Photo Source: Steve Evans - Flickr Creative Commons
Send Joshua Project a map of this people group.
|People Name:||Fulani, West Niger|
|Primary Language:||Fulfulde, Western Niger|
|Christian Adherents:||0.00 %|
|Online Audio NT:||No|
|People Cluster:||Fulani / Fulbe|
|Affinity Bloc:||Sub-Saharan Peoples|
Some believe that the Fulani emigrated from the Middle East or northern Africa years ago in search of new grazing land for their cattle. Today, the Fulani occupy many parts of central and western Africa. They are grouped according to location, occupation and dialect. Some of the Fulani travel with their herds, others are settled, and some mix herding with farming.
Since all Fulani speak a Fulfulde dialect, this suggests that they adopted the language of the people they once conquered and continue to dominate, the Hausa of northern Nigeria. The Fulani are grouped and named according to their location, occupation and dialect of their widely spoken language. Accordingly, there are five major groups of Fulani: the Fula Toro, Fulakunda, Fulfulde, Fuuta Jalon, and Tukolor.
A man may have up to four wives if he can afford them. Families arrange marriages with Fulani girls marrying young. The Fulani live in small family units in temporary homes. Due to their semi-nomadic lifestyle most Fulani children do not attend school. Children spend their days working to support their families.

» GIVEN DATA
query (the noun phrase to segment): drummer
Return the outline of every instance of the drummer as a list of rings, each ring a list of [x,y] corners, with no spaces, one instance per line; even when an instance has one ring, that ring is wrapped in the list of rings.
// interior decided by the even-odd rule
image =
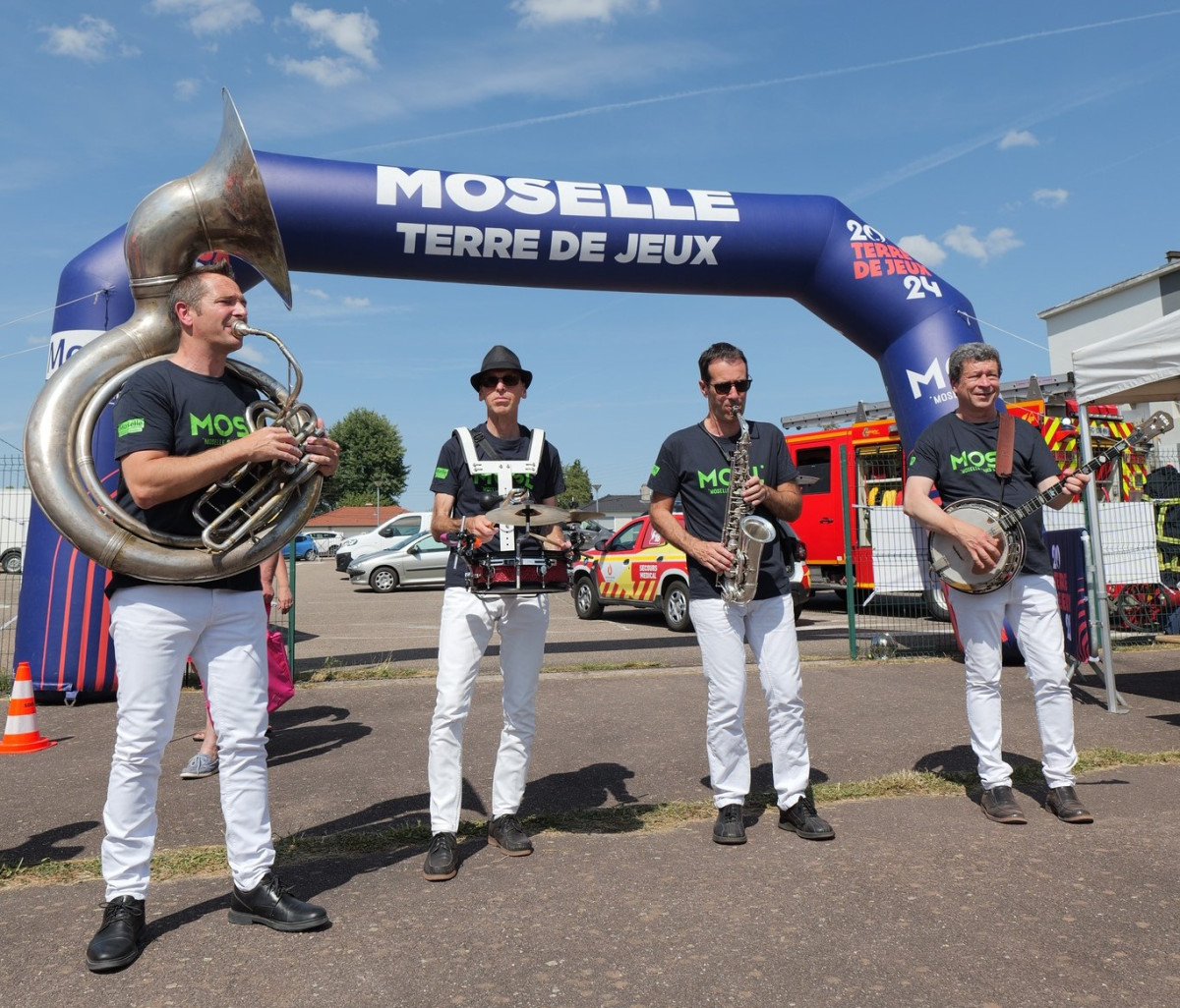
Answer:
[[[569,548],[560,526],[568,515],[556,507],[557,495],[565,489],[562,460],[544,431],[530,430],[518,420],[520,401],[531,383],[532,371],[500,345],[487,351],[471,376],[487,419],[470,430],[457,428],[439,453],[431,482],[431,532],[435,539],[471,543],[474,536],[492,558],[499,553],[509,564],[520,555],[518,541],[524,546],[532,540],[529,546],[535,547],[539,538],[550,549]],[[527,503],[520,505],[522,500]],[[489,516],[490,510],[496,514]],[[463,729],[479,661],[493,630],[500,635],[504,731],[492,777],[487,842],[510,857],[532,854],[532,841],[517,810],[532,752],[549,595],[479,594],[468,591],[466,568],[460,556],[452,556],[442,593],[438,692],[427,760],[432,838],[422,865],[422,874],[432,882],[453,878],[459,870],[455,834],[463,806]]]

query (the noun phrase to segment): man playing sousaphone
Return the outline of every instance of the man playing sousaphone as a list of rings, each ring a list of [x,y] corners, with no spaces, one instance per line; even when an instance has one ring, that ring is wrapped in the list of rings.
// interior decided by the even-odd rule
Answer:
[[[1004,546],[984,528],[939,508],[930,499],[936,486],[944,505],[970,498],[1018,507],[1060,481],[1066,492],[1054,498],[1049,506],[1061,508],[1082,492],[1089,476],[1058,472],[1040,431],[1020,421],[1012,426],[1011,475],[997,476],[999,351],[986,343],[964,343],[951,353],[946,373],[958,407],[931,423],[918,437],[910,454],[904,508],[931,533],[955,541],[959,552],[970,558],[972,571],[979,573],[996,567]],[[966,719],[984,789],[981,806],[994,822],[1027,822],[1012,796],[1012,767],[1002,755],[1001,634],[1007,619],[1016,633],[1032,681],[1042,766],[1049,785],[1045,808],[1062,822],[1090,823],[1094,817],[1082,806],[1074,790],[1077,752],[1074,749],[1073,697],[1041,509],[1036,508],[1021,523],[1027,543],[1024,562],[1007,584],[982,593],[948,591],[963,641]]]
[[[245,297],[229,256],[204,253],[171,290],[179,345],[136,371],[114,404],[119,505],[150,529],[199,535],[194,502],[243,465],[301,463],[330,476],[340,446],[303,446],[278,424],[250,431],[257,390],[227,368],[242,347]],[[203,423],[214,417],[211,424]],[[230,500],[235,492],[228,490]],[[216,503],[222,503],[217,500]],[[221,803],[234,891],[229,918],[303,931],[327,924],[322,907],[291,895],[274,872],[267,783],[267,618],[258,568],[194,584],[114,573],[111,639],[119,666],[114,756],[103,821],[103,924],[86,949],[93,971],[140,953],[156,841],[160,759],[176,720],[185,659],[199,670],[221,746]]]
[[[431,789],[431,845],[422,874],[432,882],[453,878],[459,870],[455,832],[463,808],[463,729],[479,661],[500,635],[500,672],[504,678],[504,731],[492,779],[492,817],[487,839],[504,854],[532,854],[532,841],[517,818],[524,797],[529,758],[536,727],[537,684],[549,628],[549,597],[543,591],[481,591],[472,581],[470,562],[517,562],[525,543],[520,536],[543,536],[552,551],[569,542],[560,525],[497,525],[487,512],[507,500],[524,500],[509,490],[527,492],[529,503],[518,510],[546,521],[557,512],[556,499],[565,489],[562,460],[545,441],[544,431],[530,430],[518,420],[532,373],[506,347],[487,351],[471,387],[487,410],[487,419],[471,430],[458,428],[439,453],[431,490],[434,538],[460,542],[466,559],[455,553],[446,573],[439,626],[439,663],[434,717],[431,720],[427,776]],[[514,519],[514,515],[511,515]],[[557,519],[548,519],[555,521]],[[559,521],[559,520],[557,520]],[[481,543],[472,549],[474,542]],[[537,546],[535,540],[529,545]],[[498,556],[497,556],[498,554]],[[468,585],[471,591],[468,591]],[[540,586],[538,585],[538,588]]]

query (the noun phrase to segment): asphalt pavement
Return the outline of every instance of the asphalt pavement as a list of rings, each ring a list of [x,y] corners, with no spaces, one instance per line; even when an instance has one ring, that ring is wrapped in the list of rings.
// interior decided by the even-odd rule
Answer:
[[[1081,750],[1180,749],[1180,651],[1119,652],[1129,706],[1075,689]],[[813,779],[971,769],[955,661],[807,663]],[[769,789],[766,716],[750,670],[755,790]],[[1004,672],[1005,750],[1038,756],[1029,685]],[[821,805],[828,843],[752,809],[749,843],[710,823],[642,830],[629,805],[709,797],[696,667],[543,677],[524,816],[609,809],[616,832],[548,829],[531,857],[481,835],[458,876],[421,877],[422,844],[280,864],[332,925],[282,935],[228,922],[222,874],[159,881],[139,960],[92,975],[84,949],[103,884],[0,889],[8,1006],[1166,1006],[1180,994],[1175,765],[1083,775],[1093,825],[1066,825],[1020,788],[1024,826],[979,812],[972,789]],[[277,836],[340,835],[427,815],[428,678],[301,686],[274,717]],[[39,709],[58,745],[8,756],[0,861],[96,857],[113,705]],[[199,694],[182,698],[159,796],[158,849],[223,843],[217,778],[183,782]],[[481,677],[465,747],[465,811],[487,816],[498,681]],[[634,828],[631,828],[634,825]]]

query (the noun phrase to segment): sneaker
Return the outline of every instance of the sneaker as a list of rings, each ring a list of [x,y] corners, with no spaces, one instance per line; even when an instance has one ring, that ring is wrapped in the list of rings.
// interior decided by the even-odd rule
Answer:
[[[746,825],[742,823],[742,804],[734,802],[717,809],[717,821],[713,824],[714,843],[746,843]]]
[[[525,857],[532,854],[532,841],[516,816],[497,816],[487,824],[487,842],[498,846],[509,857]]]
[[[212,777],[217,772],[218,762],[216,756],[205,756],[198,752],[181,771],[182,780],[199,780],[202,777]]]
[[[254,889],[234,887],[229,918],[235,924],[266,924],[276,931],[309,931],[328,923],[328,911],[291,896],[290,887],[268,871]]]
[[[1077,801],[1073,784],[1062,788],[1050,788],[1044,799],[1044,806],[1063,823],[1093,823],[1094,816],[1086,811]]]
[[[144,901],[117,896],[103,904],[103,925],[86,946],[86,968],[91,973],[122,969],[139,958],[144,933]]]
[[[988,788],[979,801],[979,808],[983,809],[983,813],[994,823],[1018,826],[1028,822],[1021,811],[1021,806],[1016,804],[1012,789],[1005,784]]]
[[[455,850],[454,834],[434,834],[430,849],[426,851],[426,863],[422,875],[431,882],[446,882],[459,872],[459,851]]]
[[[789,809],[779,810],[779,829],[794,830],[804,839],[835,839],[835,830],[815,813],[811,788]]]

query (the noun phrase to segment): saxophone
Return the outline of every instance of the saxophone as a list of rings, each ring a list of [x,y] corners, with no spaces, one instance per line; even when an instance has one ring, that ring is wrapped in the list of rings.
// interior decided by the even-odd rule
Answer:
[[[748,602],[758,589],[762,549],[767,542],[774,541],[775,532],[772,522],[754,514],[754,508],[742,500],[741,492],[749,480],[749,424],[740,413],[734,416],[741,424],[741,434],[729,457],[729,496],[721,525],[721,541],[733,553],[734,562],[717,575],[717,586],[727,602]]]

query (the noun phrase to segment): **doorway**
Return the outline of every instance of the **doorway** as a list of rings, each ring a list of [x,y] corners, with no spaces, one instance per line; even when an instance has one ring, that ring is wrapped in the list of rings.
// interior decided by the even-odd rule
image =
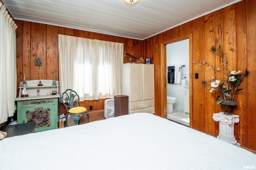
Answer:
[[[189,39],[168,44],[166,50],[167,117],[189,127]]]
[[[191,89],[192,89],[192,85],[191,83],[192,78],[191,76],[192,75],[192,68],[191,68],[191,63],[192,63],[192,54],[191,54],[191,50],[192,49],[192,44],[191,44],[191,40],[192,40],[192,35],[190,34],[190,35],[184,35],[183,36],[179,37],[178,38],[174,39],[170,41],[168,41],[164,42],[163,42],[161,43],[161,53],[160,55],[161,57],[161,59],[162,59],[162,64],[163,66],[162,68],[162,72],[163,73],[163,79],[162,81],[162,95],[161,95],[162,100],[163,102],[163,105],[162,105],[162,112],[161,113],[161,116],[162,117],[167,118],[167,66],[166,63],[166,58],[167,58],[167,55],[166,55],[166,45],[168,44],[174,43],[176,42],[182,40],[183,40],[186,39],[188,39],[189,41],[189,57],[188,59],[188,64],[187,66],[187,68],[188,68],[189,70],[189,80],[187,80],[187,82],[188,82],[188,87]],[[188,111],[190,112],[189,114],[189,119],[190,120],[192,119],[192,113],[189,111],[190,110],[192,110],[192,104],[191,103],[191,95],[192,94],[192,90],[189,90],[189,92],[188,92],[189,94],[189,99],[188,100],[188,103],[190,103],[190,106],[188,107],[188,108],[187,108],[188,110]],[[187,94],[188,93],[187,93]],[[190,126],[191,125],[190,123]]]

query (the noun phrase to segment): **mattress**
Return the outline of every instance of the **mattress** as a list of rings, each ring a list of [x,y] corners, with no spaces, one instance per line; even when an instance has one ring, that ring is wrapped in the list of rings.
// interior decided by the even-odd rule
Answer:
[[[256,155],[147,113],[0,141],[0,170],[234,170],[245,167],[256,167]]]

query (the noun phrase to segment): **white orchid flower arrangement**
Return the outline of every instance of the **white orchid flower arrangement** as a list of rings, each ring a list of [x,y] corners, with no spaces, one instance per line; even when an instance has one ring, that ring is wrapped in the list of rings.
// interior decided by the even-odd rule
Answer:
[[[223,63],[224,67],[224,74],[226,76],[224,80],[220,80],[215,79],[215,72],[220,71],[222,69],[218,67],[216,68],[215,67],[210,64],[204,61],[199,64],[200,66],[208,64],[208,67],[214,69],[214,76],[212,77],[210,82],[204,81],[202,82],[203,84],[210,84],[211,87],[210,92],[211,93],[215,91],[216,93],[216,101],[218,101],[217,104],[225,104],[226,102],[228,102],[229,104],[236,105],[236,102],[234,100],[235,99],[235,94],[236,93],[240,90],[242,88],[239,88],[238,86],[242,81],[242,79],[246,75],[248,75],[249,72],[247,70],[245,70],[244,72],[241,70],[233,70],[230,72],[227,67],[227,62],[226,54],[223,52],[220,47],[219,50],[217,50],[214,46],[211,48],[210,53],[213,55],[219,57],[221,61]],[[196,64],[196,62],[194,62]]]

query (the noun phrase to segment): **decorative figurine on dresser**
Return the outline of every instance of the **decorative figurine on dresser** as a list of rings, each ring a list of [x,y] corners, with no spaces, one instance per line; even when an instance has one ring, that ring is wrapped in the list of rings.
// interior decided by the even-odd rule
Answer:
[[[26,80],[24,86],[24,80],[20,82],[15,99],[18,124],[34,122],[35,132],[58,128],[59,81],[52,83],[52,80]]]

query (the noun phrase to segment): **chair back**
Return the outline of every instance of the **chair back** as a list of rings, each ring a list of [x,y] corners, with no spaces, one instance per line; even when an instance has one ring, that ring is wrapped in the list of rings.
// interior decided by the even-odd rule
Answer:
[[[74,107],[78,107],[80,98],[75,91],[67,89],[63,92],[60,97],[60,102],[65,106],[67,111]]]

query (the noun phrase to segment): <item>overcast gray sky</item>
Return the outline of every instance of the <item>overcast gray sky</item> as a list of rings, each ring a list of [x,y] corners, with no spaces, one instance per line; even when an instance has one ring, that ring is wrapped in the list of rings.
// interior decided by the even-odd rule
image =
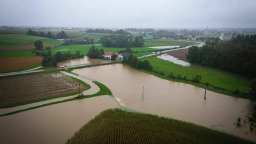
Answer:
[[[0,25],[256,27],[256,0],[0,0]]]

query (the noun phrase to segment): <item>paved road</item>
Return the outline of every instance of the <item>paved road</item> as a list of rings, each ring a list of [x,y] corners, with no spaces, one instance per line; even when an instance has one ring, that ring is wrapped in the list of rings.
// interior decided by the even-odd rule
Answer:
[[[52,71],[55,70],[63,70],[65,68],[77,68],[80,66],[97,66],[102,64],[110,64],[112,63],[113,63],[113,62],[95,62],[92,63],[86,63],[82,65],[73,65],[73,66],[67,66],[64,68],[57,68],[53,69],[41,69],[41,70],[36,70],[36,71],[21,71],[21,72],[9,72],[9,73],[0,73],[0,77],[5,76],[12,76],[12,75],[22,75],[22,74],[32,73],[40,72]]]
[[[204,43],[200,43],[200,42],[197,42],[197,43],[199,43],[199,44],[189,45],[189,46],[187,46],[184,47],[178,48],[178,49],[171,49],[171,50],[164,50],[164,51],[161,51],[161,52],[158,52],[158,53],[156,53],[154,54],[151,54],[151,55],[146,55],[146,56],[144,56],[139,57],[138,59],[142,59],[142,58],[150,57],[150,56],[155,56],[155,55],[159,55],[161,53],[167,53],[167,52],[170,52],[170,51],[188,49],[192,46],[196,46],[198,47],[201,47],[201,46],[204,45]],[[102,65],[102,64],[111,64],[111,63],[113,63],[116,62],[117,62],[117,60],[116,60],[114,62],[110,61],[110,62],[95,62],[95,63],[85,63],[85,64],[78,65],[66,66],[64,68],[57,68],[47,69],[41,69],[41,70],[35,70],[35,71],[27,71],[15,72],[9,72],[9,73],[0,73],[0,77],[5,76],[12,76],[12,75],[22,75],[22,74],[33,73],[40,72],[51,71],[55,71],[55,70],[63,70],[65,68],[78,68],[78,67],[80,67],[80,66],[97,66],[97,65]]]
[[[151,55],[146,55],[146,56],[140,56],[140,57],[139,57],[138,59],[142,59],[142,58],[145,58],[145,57],[151,57],[151,56],[155,56],[155,55],[160,55],[161,53],[167,53],[168,52],[171,52],[171,51],[174,51],[174,50],[187,49],[188,49],[188,48],[190,48],[190,47],[191,47],[193,46],[198,46],[198,47],[202,47],[202,46],[203,46],[205,44],[203,43],[200,43],[200,42],[197,42],[197,43],[199,43],[199,44],[189,45],[189,46],[187,46],[184,47],[181,47],[181,48],[178,48],[178,49],[170,49],[170,50],[164,50],[164,51],[161,51],[161,52],[157,52],[156,53],[153,53],[153,54],[151,54]]]
[[[224,39],[223,37],[223,36],[224,36],[224,34],[221,33],[221,35],[219,37],[220,39],[222,40],[224,40]]]

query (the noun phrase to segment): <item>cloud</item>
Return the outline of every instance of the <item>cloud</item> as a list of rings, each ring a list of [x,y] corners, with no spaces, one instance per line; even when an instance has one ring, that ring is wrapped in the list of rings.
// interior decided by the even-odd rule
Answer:
[[[255,27],[254,0],[0,0],[0,25]]]

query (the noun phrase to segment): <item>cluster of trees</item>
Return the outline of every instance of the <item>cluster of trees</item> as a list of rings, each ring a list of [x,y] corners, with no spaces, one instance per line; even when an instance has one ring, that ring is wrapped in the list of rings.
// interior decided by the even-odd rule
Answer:
[[[50,38],[50,39],[55,39],[56,38],[55,35],[52,34],[50,31],[48,31],[47,33],[47,34],[46,34],[43,31],[38,31],[37,32],[36,31],[33,31],[31,30],[29,30],[27,31],[27,34],[30,35],[30,36],[34,36],[48,37],[48,38]]]
[[[34,36],[39,36],[39,37],[44,37],[51,38],[53,39],[68,39],[68,36],[65,33],[64,31],[61,31],[60,33],[57,34],[57,36],[55,36],[55,34],[52,34],[50,31],[48,31],[47,34],[46,34],[43,31],[33,31],[31,30],[29,30],[27,33],[27,35]]]
[[[87,37],[83,39],[65,39],[63,40],[62,45],[66,46],[73,44],[95,44],[95,40],[94,39],[90,39]]]
[[[81,55],[79,51],[76,51],[75,54],[72,54],[69,51],[62,53],[57,52],[56,55],[52,55],[51,51],[47,51],[41,62],[43,66],[53,66],[56,67],[58,62],[71,59],[84,57],[84,55]]]
[[[148,60],[143,61],[139,60],[137,57],[131,55],[128,57],[124,57],[123,62],[130,65],[132,67],[136,69],[143,69],[148,71],[152,70],[152,66]]]
[[[163,30],[158,30],[155,32],[151,33],[149,34],[153,36],[154,39],[159,39],[162,37],[171,38],[177,37],[177,33]]]
[[[57,39],[68,39],[68,35],[64,31],[62,30],[57,34],[56,38]]]
[[[116,31],[113,31],[109,29],[104,29],[104,28],[97,28],[97,29],[92,29],[90,28],[86,31],[87,33],[107,33],[107,34],[123,34],[123,35],[129,35],[130,33],[124,31],[122,29],[117,30]]]
[[[104,36],[101,40],[101,44],[107,47],[143,47],[145,40],[142,36],[110,35]]]
[[[136,31],[136,32],[149,32],[153,33],[155,31],[155,29],[152,28],[129,28],[124,29],[125,31]]]
[[[229,41],[193,46],[186,55],[190,63],[220,68],[250,78],[256,76],[256,34],[238,35]]]
[[[203,31],[200,30],[188,30],[187,29],[180,30],[159,30],[149,33],[153,36],[154,39],[159,39],[161,37],[170,37],[174,39],[187,39],[187,36],[191,35],[195,37],[197,34],[203,34]]]
[[[98,50],[98,49],[95,49],[94,46],[92,46],[88,52],[87,56],[90,59],[103,59],[103,49]]]

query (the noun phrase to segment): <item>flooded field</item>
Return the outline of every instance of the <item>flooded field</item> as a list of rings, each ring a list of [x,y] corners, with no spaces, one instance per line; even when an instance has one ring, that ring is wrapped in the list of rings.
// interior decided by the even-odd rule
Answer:
[[[180,46],[152,46],[152,47],[148,47],[148,48],[151,49],[171,49],[171,48],[175,48],[175,47],[179,47]]]
[[[60,73],[38,73],[0,79],[0,106],[78,91],[79,83]],[[85,89],[81,85],[82,91]]]
[[[1,117],[0,143],[65,143],[101,111],[119,105],[103,95]]]
[[[89,59],[87,56],[85,56],[83,58],[69,59],[69,60],[59,62],[57,63],[57,66],[73,66],[73,65],[92,63],[100,62],[107,62],[107,61],[109,61],[109,60],[105,59]]]
[[[207,91],[183,83],[164,80],[121,64],[75,69],[73,72],[104,84],[124,107],[191,122],[256,140],[245,129],[236,129],[238,117],[244,118],[252,103]],[[142,100],[142,87],[144,99]]]
[[[184,61],[180,60],[178,58],[174,57],[172,56],[168,55],[167,54],[162,54],[160,56],[158,56],[157,57],[159,59],[168,60],[169,62],[173,62],[175,64],[182,65],[184,66],[190,66],[190,63],[186,62],[184,62]]]

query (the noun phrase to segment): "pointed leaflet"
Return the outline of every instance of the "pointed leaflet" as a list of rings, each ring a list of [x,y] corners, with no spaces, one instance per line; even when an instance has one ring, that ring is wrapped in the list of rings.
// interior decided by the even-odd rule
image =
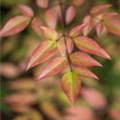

» WHAT THE EXERCISE ASKS
According to the profile of the West Niger Fulani, how many wives may a man have?

» EXERCISE ANSWER
A man may have up to four wives if he can afford them.